• WHAT YOU SHOULD DO: Starting with the line that contains "Find the white", reproduce each line through the end of the entries exactly as written.

Dataset items

>>>

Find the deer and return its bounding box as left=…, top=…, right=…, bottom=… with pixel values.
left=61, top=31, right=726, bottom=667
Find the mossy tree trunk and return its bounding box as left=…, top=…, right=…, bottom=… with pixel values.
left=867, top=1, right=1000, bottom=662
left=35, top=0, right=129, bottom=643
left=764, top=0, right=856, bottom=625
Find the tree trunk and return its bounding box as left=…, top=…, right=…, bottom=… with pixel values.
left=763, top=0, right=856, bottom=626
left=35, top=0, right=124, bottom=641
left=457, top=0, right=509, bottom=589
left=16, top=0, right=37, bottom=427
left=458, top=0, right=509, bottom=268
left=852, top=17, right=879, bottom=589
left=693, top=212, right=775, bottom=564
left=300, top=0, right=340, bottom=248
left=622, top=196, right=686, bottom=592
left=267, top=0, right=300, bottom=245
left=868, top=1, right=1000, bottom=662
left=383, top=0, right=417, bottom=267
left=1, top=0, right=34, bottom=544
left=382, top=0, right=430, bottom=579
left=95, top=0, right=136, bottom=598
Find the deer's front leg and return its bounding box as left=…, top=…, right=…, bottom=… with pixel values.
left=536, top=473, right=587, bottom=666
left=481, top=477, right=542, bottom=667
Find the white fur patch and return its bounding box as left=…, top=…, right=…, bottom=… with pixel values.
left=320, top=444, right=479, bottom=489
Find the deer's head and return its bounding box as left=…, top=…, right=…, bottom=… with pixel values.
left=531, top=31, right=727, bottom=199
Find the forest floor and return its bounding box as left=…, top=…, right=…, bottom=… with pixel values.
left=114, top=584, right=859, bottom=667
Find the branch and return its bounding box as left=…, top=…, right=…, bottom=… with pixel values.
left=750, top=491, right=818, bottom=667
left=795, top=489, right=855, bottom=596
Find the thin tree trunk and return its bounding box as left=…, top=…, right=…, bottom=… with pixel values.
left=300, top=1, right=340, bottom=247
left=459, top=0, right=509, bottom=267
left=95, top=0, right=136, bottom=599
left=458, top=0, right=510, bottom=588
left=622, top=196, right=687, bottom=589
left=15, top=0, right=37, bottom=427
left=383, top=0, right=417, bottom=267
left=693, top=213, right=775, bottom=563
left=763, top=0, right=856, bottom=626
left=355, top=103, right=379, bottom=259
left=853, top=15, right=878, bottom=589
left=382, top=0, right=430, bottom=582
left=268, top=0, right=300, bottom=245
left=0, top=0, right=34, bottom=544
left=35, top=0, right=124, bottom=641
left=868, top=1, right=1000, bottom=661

<<<

• SOLUTION FOR THIS PROBLEM:
Find the white fur patch and return its bounding box as left=…, top=…, right=…, bottom=… with pixel values.
left=320, top=444, right=479, bottom=489
Find the deer's head and return its bounding box as left=…, top=…, right=…, bottom=… with pixel values.
left=531, top=31, right=727, bottom=199
Find the forest floor and return its bounding box as left=…, top=…, right=…, bottom=… with pixel values.
left=114, top=584, right=859, bottom=667
Find the branch and return its bounding box as left=…, top=…, right=…, bottom=… with pixel values.
left=750, top=491, right=818, bottom=667
left=795, top=489, right=855, bottom=596
Find the thin tree trunk and return its bounding box as left=…, top=…, right=…, bottom=… with pixel values.
left=300, top=1, right=340, bottom=247
left=459, top=0, right=509, bottom=267
left=95, top=0, right=136, bottom=599
left=458, top=0, right=510, bottom=588
left=622, top=196, right=687, bottom=589
left=15, top=0, right=37, bottom=427
left=383, top=0, right=417, bottom=267
left=693, top=213, right=775, bottom=563
left=763, top=0, right=856, bottom=626
left=355, top=103, right=379, bottom=259
left=853, top=15, right=878, bottom=589
left=382, top=0, right=430, bottom=582
left=268, top=0, right=300, bottom=245
left=0, top=0, right=34, bottom=544
left=35, top=0, right=124, bottom=641
left=868, top=1, right=1000, bottom=661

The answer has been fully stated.